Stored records

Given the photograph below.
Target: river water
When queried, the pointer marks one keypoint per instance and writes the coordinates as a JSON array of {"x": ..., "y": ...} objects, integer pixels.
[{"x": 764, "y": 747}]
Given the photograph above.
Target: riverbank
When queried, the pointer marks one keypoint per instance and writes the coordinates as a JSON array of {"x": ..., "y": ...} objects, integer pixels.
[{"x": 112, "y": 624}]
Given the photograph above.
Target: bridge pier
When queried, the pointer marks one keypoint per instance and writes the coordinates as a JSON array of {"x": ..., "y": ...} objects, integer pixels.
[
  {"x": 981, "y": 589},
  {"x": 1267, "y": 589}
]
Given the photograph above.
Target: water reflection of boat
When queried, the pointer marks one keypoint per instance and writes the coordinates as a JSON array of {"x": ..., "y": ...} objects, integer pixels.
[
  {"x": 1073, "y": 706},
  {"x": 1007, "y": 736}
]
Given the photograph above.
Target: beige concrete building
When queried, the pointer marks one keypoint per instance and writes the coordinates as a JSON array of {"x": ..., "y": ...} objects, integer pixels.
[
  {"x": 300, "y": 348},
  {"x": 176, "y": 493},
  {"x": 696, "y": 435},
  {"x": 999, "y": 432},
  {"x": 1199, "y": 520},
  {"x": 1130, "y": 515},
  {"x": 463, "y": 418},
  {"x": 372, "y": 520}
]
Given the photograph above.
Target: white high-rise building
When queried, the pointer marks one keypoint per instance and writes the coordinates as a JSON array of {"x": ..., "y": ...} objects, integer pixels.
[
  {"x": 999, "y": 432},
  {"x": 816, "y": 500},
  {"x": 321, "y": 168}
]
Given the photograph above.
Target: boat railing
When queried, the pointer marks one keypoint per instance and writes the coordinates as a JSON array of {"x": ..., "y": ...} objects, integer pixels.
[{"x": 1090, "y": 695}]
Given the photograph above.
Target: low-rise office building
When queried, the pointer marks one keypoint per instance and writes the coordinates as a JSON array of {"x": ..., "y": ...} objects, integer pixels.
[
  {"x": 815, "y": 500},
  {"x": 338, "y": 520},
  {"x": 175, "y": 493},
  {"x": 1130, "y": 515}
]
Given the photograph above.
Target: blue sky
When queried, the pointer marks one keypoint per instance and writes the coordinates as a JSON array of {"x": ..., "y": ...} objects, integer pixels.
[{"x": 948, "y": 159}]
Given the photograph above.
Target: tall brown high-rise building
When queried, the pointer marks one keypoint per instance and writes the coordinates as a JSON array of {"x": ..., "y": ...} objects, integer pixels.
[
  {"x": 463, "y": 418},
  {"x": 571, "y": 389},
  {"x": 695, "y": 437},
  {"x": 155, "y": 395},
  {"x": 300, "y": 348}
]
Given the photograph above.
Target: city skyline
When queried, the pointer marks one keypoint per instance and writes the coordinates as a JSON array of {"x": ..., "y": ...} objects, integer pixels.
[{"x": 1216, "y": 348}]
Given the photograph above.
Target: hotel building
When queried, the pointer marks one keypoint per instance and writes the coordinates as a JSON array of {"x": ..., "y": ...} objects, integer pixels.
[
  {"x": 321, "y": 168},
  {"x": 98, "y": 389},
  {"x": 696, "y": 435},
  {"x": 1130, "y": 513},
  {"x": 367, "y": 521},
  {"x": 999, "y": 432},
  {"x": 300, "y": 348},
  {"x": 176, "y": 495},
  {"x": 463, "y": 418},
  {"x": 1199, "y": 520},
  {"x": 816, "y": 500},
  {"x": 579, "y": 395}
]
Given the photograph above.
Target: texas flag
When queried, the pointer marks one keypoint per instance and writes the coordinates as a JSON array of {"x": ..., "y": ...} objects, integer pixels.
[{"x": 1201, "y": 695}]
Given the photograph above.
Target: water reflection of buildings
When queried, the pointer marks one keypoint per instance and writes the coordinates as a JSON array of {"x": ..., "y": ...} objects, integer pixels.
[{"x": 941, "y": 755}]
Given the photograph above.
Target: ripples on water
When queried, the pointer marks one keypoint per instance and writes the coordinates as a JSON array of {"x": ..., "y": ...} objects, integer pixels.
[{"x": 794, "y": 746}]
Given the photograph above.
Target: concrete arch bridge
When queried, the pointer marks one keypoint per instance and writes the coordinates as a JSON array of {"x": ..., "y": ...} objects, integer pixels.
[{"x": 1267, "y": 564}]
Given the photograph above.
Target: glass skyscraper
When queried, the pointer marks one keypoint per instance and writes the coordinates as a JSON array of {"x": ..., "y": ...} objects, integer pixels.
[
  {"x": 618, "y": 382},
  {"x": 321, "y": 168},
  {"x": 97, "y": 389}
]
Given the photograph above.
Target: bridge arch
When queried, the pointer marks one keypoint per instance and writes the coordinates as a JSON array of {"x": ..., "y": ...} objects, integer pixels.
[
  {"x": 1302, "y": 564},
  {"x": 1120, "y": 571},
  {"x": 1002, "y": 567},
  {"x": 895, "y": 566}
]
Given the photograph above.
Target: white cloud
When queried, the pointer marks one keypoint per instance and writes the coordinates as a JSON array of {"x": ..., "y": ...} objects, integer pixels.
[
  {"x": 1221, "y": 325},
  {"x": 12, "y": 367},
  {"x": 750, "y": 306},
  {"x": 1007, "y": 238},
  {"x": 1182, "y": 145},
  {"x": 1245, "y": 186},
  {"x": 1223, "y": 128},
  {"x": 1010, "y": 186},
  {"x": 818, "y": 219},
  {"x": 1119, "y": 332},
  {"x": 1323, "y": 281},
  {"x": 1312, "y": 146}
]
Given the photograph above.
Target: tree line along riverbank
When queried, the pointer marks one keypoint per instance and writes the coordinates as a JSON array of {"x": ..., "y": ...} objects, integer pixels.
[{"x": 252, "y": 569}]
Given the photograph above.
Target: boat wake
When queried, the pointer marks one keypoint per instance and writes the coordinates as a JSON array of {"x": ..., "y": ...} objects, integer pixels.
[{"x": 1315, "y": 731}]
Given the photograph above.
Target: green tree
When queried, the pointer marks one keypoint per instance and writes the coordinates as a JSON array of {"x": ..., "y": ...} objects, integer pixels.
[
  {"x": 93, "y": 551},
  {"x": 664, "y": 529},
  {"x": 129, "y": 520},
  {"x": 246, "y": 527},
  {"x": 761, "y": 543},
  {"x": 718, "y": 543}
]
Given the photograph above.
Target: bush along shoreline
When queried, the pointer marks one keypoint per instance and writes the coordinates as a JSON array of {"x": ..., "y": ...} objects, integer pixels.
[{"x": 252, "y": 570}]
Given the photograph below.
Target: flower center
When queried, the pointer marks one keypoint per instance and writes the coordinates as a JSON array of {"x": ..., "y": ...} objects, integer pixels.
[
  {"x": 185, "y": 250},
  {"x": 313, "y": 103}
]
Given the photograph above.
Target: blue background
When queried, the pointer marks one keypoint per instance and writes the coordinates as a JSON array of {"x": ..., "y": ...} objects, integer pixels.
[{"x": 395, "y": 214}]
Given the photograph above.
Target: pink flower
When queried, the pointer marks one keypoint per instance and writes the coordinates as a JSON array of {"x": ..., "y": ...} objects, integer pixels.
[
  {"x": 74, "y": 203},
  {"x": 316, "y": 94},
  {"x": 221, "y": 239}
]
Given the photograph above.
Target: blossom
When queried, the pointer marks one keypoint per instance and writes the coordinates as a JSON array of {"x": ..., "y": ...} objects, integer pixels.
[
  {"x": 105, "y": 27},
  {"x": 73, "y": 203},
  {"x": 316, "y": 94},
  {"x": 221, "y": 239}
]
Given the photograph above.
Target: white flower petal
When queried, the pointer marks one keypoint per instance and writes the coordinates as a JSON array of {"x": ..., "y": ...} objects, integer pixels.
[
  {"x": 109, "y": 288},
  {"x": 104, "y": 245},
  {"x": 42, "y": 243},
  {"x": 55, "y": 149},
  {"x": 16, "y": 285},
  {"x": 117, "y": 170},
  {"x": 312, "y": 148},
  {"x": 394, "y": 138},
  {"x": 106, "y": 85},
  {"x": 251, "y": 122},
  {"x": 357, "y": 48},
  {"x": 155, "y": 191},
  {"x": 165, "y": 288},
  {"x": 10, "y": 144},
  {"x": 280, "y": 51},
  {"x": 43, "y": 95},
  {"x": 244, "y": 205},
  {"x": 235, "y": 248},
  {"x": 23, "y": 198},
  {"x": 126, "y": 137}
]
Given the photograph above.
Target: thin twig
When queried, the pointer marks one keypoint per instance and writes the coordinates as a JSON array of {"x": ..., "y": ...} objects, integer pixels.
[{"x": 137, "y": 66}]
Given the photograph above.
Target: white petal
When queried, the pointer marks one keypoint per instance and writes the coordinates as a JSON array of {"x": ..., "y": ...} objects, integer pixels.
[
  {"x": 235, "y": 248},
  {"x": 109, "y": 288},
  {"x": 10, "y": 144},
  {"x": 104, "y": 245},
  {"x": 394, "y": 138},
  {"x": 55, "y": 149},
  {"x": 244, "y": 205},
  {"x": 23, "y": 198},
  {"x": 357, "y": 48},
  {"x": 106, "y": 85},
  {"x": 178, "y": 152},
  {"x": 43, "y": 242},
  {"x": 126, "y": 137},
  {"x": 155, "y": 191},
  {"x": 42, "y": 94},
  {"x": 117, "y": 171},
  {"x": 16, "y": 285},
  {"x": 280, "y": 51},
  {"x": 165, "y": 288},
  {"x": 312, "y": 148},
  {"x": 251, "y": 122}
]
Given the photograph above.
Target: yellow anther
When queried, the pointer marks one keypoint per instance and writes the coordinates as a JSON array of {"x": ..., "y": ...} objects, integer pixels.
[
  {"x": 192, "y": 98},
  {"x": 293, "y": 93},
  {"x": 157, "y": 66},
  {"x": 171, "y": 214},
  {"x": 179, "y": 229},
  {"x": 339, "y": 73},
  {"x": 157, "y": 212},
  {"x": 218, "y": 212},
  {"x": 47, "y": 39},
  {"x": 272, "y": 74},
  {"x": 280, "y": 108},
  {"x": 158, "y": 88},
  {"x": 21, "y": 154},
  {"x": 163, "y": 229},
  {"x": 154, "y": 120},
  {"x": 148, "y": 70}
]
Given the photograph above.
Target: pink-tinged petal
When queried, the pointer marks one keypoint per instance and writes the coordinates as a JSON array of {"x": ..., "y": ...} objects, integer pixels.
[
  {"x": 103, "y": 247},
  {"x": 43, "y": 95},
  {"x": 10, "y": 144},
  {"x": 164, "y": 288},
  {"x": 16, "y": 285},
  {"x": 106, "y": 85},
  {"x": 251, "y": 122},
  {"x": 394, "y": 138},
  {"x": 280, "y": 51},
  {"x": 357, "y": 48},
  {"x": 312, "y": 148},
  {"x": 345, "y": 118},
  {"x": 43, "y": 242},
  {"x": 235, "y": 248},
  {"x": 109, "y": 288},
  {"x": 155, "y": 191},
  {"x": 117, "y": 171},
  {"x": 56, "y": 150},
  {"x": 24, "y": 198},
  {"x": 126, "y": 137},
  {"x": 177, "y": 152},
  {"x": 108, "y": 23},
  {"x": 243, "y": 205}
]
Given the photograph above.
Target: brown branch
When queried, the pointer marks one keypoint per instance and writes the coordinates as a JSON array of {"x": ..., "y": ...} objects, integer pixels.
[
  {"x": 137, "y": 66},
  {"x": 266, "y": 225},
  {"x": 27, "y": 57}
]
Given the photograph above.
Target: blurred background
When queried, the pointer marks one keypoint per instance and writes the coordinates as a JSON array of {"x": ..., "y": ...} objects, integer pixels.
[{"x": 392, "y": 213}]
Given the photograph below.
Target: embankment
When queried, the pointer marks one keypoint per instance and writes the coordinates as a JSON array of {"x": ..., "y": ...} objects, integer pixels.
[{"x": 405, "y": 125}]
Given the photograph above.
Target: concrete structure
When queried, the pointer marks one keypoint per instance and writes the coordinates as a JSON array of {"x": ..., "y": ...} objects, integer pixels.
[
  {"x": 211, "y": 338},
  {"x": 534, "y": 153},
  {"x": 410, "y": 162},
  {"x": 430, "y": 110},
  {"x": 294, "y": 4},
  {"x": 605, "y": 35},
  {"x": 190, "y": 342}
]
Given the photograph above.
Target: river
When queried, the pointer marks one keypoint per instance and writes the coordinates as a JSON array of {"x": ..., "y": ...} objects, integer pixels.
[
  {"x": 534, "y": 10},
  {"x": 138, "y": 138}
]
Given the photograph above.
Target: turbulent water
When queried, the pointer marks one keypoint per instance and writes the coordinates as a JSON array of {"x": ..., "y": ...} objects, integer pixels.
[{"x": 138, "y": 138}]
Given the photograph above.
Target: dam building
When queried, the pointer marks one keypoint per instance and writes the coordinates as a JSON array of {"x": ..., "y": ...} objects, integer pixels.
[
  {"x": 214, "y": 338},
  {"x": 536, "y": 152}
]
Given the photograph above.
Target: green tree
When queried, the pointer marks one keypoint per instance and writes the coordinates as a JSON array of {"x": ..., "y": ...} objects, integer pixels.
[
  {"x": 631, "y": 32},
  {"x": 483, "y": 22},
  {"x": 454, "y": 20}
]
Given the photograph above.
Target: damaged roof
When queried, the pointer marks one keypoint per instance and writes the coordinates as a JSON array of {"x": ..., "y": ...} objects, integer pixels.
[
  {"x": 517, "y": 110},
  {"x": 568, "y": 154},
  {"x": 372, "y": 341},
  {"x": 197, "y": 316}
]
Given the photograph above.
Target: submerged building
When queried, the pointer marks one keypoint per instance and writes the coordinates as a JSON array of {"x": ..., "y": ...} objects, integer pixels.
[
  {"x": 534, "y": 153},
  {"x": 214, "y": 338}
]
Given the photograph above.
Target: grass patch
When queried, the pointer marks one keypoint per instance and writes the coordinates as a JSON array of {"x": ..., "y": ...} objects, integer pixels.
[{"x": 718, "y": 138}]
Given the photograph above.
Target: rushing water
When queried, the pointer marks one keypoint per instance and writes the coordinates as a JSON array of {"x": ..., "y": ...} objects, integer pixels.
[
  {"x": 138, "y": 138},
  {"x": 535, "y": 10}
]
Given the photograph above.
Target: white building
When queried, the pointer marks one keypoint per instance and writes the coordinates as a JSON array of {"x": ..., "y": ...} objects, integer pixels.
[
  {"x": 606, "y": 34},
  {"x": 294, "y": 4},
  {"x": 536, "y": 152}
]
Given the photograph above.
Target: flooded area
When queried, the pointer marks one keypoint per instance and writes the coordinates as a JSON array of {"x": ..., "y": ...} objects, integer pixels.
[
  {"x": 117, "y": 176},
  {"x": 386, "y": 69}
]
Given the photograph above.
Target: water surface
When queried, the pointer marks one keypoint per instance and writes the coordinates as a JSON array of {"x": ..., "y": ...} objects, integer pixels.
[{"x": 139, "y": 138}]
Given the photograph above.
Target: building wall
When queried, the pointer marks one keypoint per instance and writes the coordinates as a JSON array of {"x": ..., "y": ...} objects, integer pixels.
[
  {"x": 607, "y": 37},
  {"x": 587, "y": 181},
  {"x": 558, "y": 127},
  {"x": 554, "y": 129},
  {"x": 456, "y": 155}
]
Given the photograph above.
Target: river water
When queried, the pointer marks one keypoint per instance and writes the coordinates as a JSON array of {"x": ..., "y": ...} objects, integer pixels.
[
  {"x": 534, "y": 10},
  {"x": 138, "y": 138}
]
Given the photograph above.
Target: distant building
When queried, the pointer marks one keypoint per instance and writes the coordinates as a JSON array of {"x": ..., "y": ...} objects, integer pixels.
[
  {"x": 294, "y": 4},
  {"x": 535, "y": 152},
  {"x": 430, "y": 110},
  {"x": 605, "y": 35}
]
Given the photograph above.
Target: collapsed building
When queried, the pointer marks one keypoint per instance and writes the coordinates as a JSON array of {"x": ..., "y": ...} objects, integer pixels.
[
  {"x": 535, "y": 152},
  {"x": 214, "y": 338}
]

▶ [AIM] Pull out every line of the rows above that contains the string "pink", and list each of those lines in full.

▶ [SOLUTION FOR THIS PROBLEM]
Target: pink flower
Target: pink-tinged petal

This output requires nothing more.